* Start Passage shown *

He produced the poster last month in support of the failing anti-gun legislation, and most recently had it printed on hundreds of protest signs in anticipation of a massive anti-gun rally in Washington. From sympathetic Buzzfeed.com: "Artist Shepard Fairey will paper downtown D.C. Thursday with copies of a new work aimed at reigniting the push for gun control." Reality check: the advertised Occupy The NRA rally attracted only about 60 participants.

That the anti-NRA poster looks Orwellian is not a coincidence. Fairey probably believes he has a spiritual channel directly to George Orwell: after all, he had designed book covers for Penguin's Animal Farm and 1984, in addition to a series of nightmarish posters collectively titled Nineteeneightyfouria. His Orwellian connection, however, is very unflattering. Lacking the depth and, apparently, the slightest understanding of Orwell's actual message, Fairey rather channels some mind-numb Party functionary out of George Orwell's novel as he manufactures establishment propaganda that facilitates the takeover of the individual by the all-powerful state.

The gallery page gives this blurb about Nineteeneightyfouria, likely written from the artist's own words:
Shepard's artwork both scrutinizes and distorts the narrative of the modern American Dream. Commenting on underpinnings of what Shepard terms the 'capitalist machine', it aims to critique those who support blind nationalism and war. Fairey addresses monolithic institutional authority, the role of counter culture, and independent individuals who question the cultural paradigm.
Contrary to this description, however, Fairey's art not only imitates Soviet state-sponsored propaganda posters, but directly promotes a "monolithic institutional authority," supports "blind nationalism and war" currently waged against the Western world, and advocates the creation of a system that crushes "independent individuals who question the cultural paradigm." Fairey makes his ideology so obvious that Orwell's books with his designs on the covers begin to look like instruction manuals.

* End Passage shown *
* Start Extracted data *

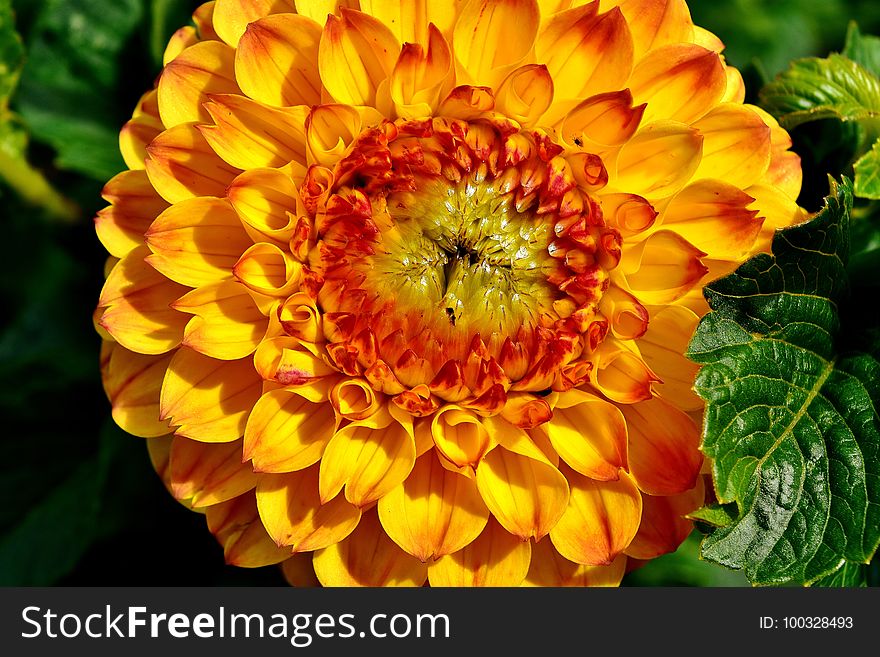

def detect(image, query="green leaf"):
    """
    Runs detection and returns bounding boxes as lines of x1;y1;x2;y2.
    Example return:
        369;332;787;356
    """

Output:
16;0;143;180
688;504;739;527
847;204;880;280
813;563;868;588
688;179;880;584
760;54;880;138
853;140;880;200
843;21;880;76
0;457;106;586
150;0;195;70
0;0;24;102
0;0;77;219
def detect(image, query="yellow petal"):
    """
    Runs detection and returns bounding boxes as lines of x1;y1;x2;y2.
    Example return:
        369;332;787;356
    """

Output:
496;64;553;127
452;0;540;85
659;179;764;262
159;347;262;443
169;436;257;507
609;121;703;200
602;0;694;58
257;466;361;552
158;41;241;128
205;492;290;568
294;0;360;23
379;452;489;561
693;103;771;188
639;306;703;411
629;43;727;123
550;470;642;566
226;169;305;246
539;390;627;480
281;552;321;588
162;25;200;66
626;478;706;559
599;285;648;340
385;22;453;118
431;404;493;467
254;336;336;384
562;89;645;146
523;541;626;586
199;95;308;169
101;342;171;438
192;0;220;41
244;388;338;472
330;379;381;420
119;89;165;169
144;123;241;203
621;230;708;305
146;197;251;287
621;397;703;495
593;338;658;404
98;246;187;354
213;0;296;48
318;9;400;105
320;416;416;507
147;436;174;494
358;0;461;44
235;14;326;107
232;242;302;297
749;106;803;200
95;171;168;258
428;519;531;587
314;510;428;586
306;105;378;166
535;2;633;99
172;281;269;360
477;446;568;540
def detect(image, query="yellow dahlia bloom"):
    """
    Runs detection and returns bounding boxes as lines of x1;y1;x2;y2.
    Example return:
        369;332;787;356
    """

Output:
96;0;802;586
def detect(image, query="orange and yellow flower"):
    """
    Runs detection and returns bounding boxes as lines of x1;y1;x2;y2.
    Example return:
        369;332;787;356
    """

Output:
96;0;803;586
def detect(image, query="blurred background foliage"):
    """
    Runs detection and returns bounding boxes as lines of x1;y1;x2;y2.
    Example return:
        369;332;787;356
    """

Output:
0;0;880;586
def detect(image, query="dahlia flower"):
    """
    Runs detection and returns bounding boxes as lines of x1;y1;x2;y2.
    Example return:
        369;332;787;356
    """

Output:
96;0;803;586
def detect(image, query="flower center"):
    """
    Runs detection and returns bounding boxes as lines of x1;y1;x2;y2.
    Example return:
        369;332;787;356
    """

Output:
364;176;559;336
305;118;620;406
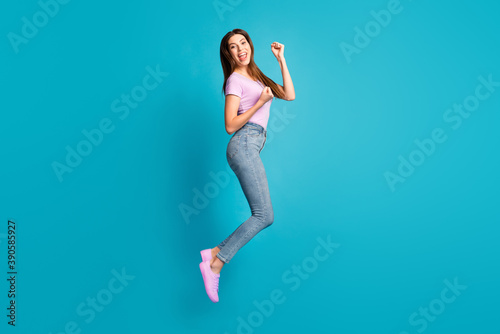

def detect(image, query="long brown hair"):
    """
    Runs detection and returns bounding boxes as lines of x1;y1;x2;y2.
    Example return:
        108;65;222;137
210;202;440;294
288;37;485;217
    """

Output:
220;29;285;99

* End Extracted data *

Work instructions:
1. In the passage on Shepard Fairey's anti-NRA poster:
(a) About how many participants did the Occupy The NRA rally attract?
(b) Which two Penguin books did Fairey design covers for?
(c) What does the gallery blurb say Fairey's artwork both scrutinizes and distorts?
2. Supply the next part of the passage on Shepard Fairey's poster, picking up after its last sentence.
The lines play no part in what is asked here.

Expected answers:
1.
(a) About 60.
(b) Animal Farm and 1984.
(c) The narrative of the modern American Dream.

2.
The cognitive dissonance between Shepard Fairey's ears must be deafening, but if one listens to it closely -- and maybe plays it backwards -- one may discern certain phrases like "America: the land where God saves and Satan invests in assault weapons and high-capacity magazines." That must be the artistic method which prompted Fairey to conjure up his latest anti-NRA poster.

For a self-styled dissenter, Fairey is awfully zealous in toeing the Party line. Anyone with at least a modicum of self-awareness would find this embarrassing -- but Fairey seems to be one of those "rebels" on the collectivist left who can say, with a straight face, "I'm a non-conformist because everyone else is."

Following the latest state-approved line of thinking, Fairey declares on his web page that he is
perplexed by the claim of much of the nation to have "Christian values." If God tells us to love our neighbor and not to take another human life, where do the assault weapons and piles of ammo fit into these "Christian values"? I personally think assault weapons fall more in the "Satan's values" category.
Whoever Fairey thinks he is channeling, it is not George Orwell, because Orwell advocated gun ownership and even left us this powerful quote:
That rifle on the wall of the labourer's cottage or working class flat is the symbol of democracy. It is our job to see that it stays there.
Pacifism is a frequent theme in Fairey's posters. Misrepresenting America's war against Islamic terrorism, he likes to depict Muslims as victims of U.S. military aggression. But Orwell has another message for Shepard Fairey:
Pacifism is objectively pro-Fascist. This is elementary common sense. If you hamper the war effort of one side you automatically help that of the other.
And even more to the point:
Since pacifists have more freedom of action in countries where traces of democracy survive, pacifism can act more effectively against democracy than for it. Objectively the pacifist is pro-Nazi.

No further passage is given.